═══ Recorded data ═══

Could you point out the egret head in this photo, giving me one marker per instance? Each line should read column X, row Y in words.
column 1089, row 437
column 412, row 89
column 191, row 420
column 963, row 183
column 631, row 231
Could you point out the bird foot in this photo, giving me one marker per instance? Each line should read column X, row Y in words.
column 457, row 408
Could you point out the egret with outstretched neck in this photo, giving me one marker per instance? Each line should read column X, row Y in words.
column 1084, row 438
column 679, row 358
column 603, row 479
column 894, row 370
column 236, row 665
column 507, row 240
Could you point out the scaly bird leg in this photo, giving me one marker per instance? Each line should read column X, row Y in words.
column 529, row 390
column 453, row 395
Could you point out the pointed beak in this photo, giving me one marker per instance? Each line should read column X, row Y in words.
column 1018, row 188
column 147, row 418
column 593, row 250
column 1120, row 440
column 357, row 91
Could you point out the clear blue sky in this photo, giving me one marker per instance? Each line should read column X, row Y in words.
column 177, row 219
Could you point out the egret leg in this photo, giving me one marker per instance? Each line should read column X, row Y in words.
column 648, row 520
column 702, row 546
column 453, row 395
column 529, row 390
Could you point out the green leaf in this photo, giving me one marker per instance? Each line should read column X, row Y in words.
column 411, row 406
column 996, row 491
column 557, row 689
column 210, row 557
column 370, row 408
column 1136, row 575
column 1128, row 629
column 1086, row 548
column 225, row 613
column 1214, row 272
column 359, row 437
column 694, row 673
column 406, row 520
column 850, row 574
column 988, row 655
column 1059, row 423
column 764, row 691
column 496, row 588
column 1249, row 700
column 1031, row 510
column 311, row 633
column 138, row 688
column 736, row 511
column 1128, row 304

═══

- **Work request**: Every record above must be duplicated exactly.

- **Answer to this problem**:
Could you point out the egret head in this photo, giving me one marker per instance? Each line should read column X, row Y in words.
column 1089, row 437
column 412, row 89
column 191, row 420
column 963, row 183
column 631, row 231
Could you point out the bird foot in this photo, giving me one marker per instance? Each line should read column X, row Y in words.
column 457, row 408
Could you point out the egret with outstretched neck in this photo, giving me one marker per instance? Each line should read column X, row Y in words.
column 1084, row 438
column 679, row 358
column 603, row 479
column 894, row 370
column 236, row 665
column 507, row 240
Could you point out the scaly bird leg in this photo, giving me one marker per instance? Each line should read column X, row Y in words.
column 529, row 390
column 453, row 395
Could you point out the pointed beak in this photo, giving me one marker per instance? Each line should read column X, row Y in words.
column 1018, row 188
column 147, row 418
column 593, row 250
column 1120, row 440
column 357, row 91
Could you point out the clear blue sky in this photo, giving me one marker per instance? Each line should read column X, row Y in words.
column 177, row 219
Could you point out the egret leg in this photo, giving me one marker per instance? Each line should read column X, row Y in words.
column 648, row 520
column 702, row 546
column 453, row 395
column 529, row 390
Could you point out the green leaf in this photo, giving me one marker per instance? Each line should read column X, row Y in words.
column 411, row 406
column 996, row 491
column 557, row 689
column 210, row 557
column 370, row 408
column 1136, row 575
column 1128, row 629
column 1086, row 548
column 225, row 613
column 1214, row 272
column 359, row 437
column 694, row 673
column 406, row 520
column 850, row 574
column 988, row 655
column 1059, row 423
column 764, row 691
column 496, row 588
column 1249, row 700
column 1031, row 510
column 311, row 633
column 138, row 688
column 736, row 511
column 1128, row 304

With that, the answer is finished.